— Start of PAGE TEXT —

[lustre-devel] [PATCH 08/22] lnet: allow ping packet to contain large nids

James Simmons jsimmons at infradead.org
Sun Nov 20 06:16:54 PST 2022


From: Mr NeilBrown <neilb at suse.de>

The ping packet has an array of fixed-size status entries that only
have room for a 4-byte-address nid.

This patches adds a feature flag which activates a list of variable
sized entries after the initial array.

Each entry contains a 4-byte status and then a nid, rounded to a
multiple of 4 bytes.  The total number of bytes of the ping_info
(header, first array, subsequent list) is stored in the ns_unused
field of the first entry in the array.

The user-space interfaces only see the initial array.

WC-bug-id: https://jira.whamcloud.com/browse/LU-10391
Lustre-commit: db0fb8f2b649c0c38 ("LU-10391 lnet: allow ping packet to contain large nids")
Signed-off-by: Mr NeilBrown <neilb at suse.de>
Reviewed-on: https://review.whamcloud.com/c/fs/lustre-release/+/44628
Tested-by: James Simmons <jsimmons at infradead.org>
Reviewed-by: James Simmons <jsimmons at infradead.org>
Reviewed-by: Serguei Smirnov <ssmirnov at whamcloud.com>
Reviewed-by: Oleg Drokin <green at whamcloud.com>
Signed-off-by: James Simmons <jsimmons at infradead.org>
---
 include/linux/lnet/lib-types.h     |  39 +++++++++++
 include/uapi/linux/lnet/lnet-idl.h |  58 +++++++++++-----
 net/lnet/lnet/api-ni.c             | 131 +++++++++++++++++++++++--------------
 net/lnet/lnet/lib-msg.c            |   2 +-
 4 files changed, 165 insertions(+), 65 deletions(-)

— End of PAGE TEXT —
— Start of DATA EXTRACT —

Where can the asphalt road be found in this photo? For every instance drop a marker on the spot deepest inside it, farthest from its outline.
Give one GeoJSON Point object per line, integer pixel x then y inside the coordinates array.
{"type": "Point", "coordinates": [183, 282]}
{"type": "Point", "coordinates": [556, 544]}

— End of DATA EXTRACT —

SET OF TASKS.
(a) Update the part of the LNet patch description that opens with the words "From: Mr NeilBrown" and closes with "see the initial array.", changing "ping packet" to "ping message".
(b) Answer these questions using the LNet patch email:
(i) How many bytes does the status at the start of each variable-sized entry take?
(ii) Which field of the first array entry stores the total number of bytes of the ping_info?
(iii) How many files does the patch change?
(c) Pick up the LNet patch email from the point where it stops.

TASK-BY-TASK ANSWERS.
(a)
From: Mr NeilBrown <neilb at suse.de>

The ping message has an array of fixed-size status entries that only
have room for a 4-byte-address nid.

This patches adds a feature flag which activates a list of variable
sized entries after the initial array.

Each entry contains a 4-byte status and then a nid, rounded to a
multiple of 4 bytes.  The total number of bytes of the ping_info
(header, first array, subsequent list) is stored in the ns_unused
field of the first entry in the array.

The user-space interfaces only see the initial array.

(b)
(i) 4 bytes
(ii) The ns_unused field
(iii) 4 files

(c)
diff --git a/include/linux/lnet/lib-types.h b/include/linux/lnet/lib-types.h
index 2d3b044..73d962f 100644
--- a/include/linux/lnet/lib-types.h
+++ b/include/linux/lnet/lib-types.h
@@ -684,6 +684,45 @@ struct lnet_ping_buffer {
 #define LNET_PING_INFO_TO_BUFFER(PINFO)	\
 	container_of((PINFO), struct lnet_ping_buffer, pb_info)
 
+static inline int
+lnet_ping_sts_size(const struct lnet_nid *nid)
+{
+	int size;
+
+	if (nid_is_nid4(nid))
+		return sizeof(struct lnet_ni_status);
+
+	size = offsetof(struct lnet_ni_large_status, ns_nid) +
+	       NID_BYTES(nid);
+
+	return round_up(size, 4);
+}
+
+static inline struct lnet_ni_large_status *
+lnet_ping_sts_next(const struct lnet_ni_large_status *nis)
+{
+	return (void *)nis + lnet_ping_sts_size(&nis->ns_nid);
+}
+
+static inline bool
+lnet_ping_at_least_two_entries(const struct lnet_ping_info *pi)
+{
+	/* Return true if we have at lease two entries.  There is always a
+	 * least one, a 4-byte lo0 interface.
+	 */
+	struct lnet_ni_large_status *lns;
+
+	if ((pi->pi_features & LNET_PING_FEAT_LARGE_ADDR) == 0)
+		return pi->pi_nnis <= 2;
+	/* There is at least 1 large-address entry */
+	if (pi->pi_nnis != 1)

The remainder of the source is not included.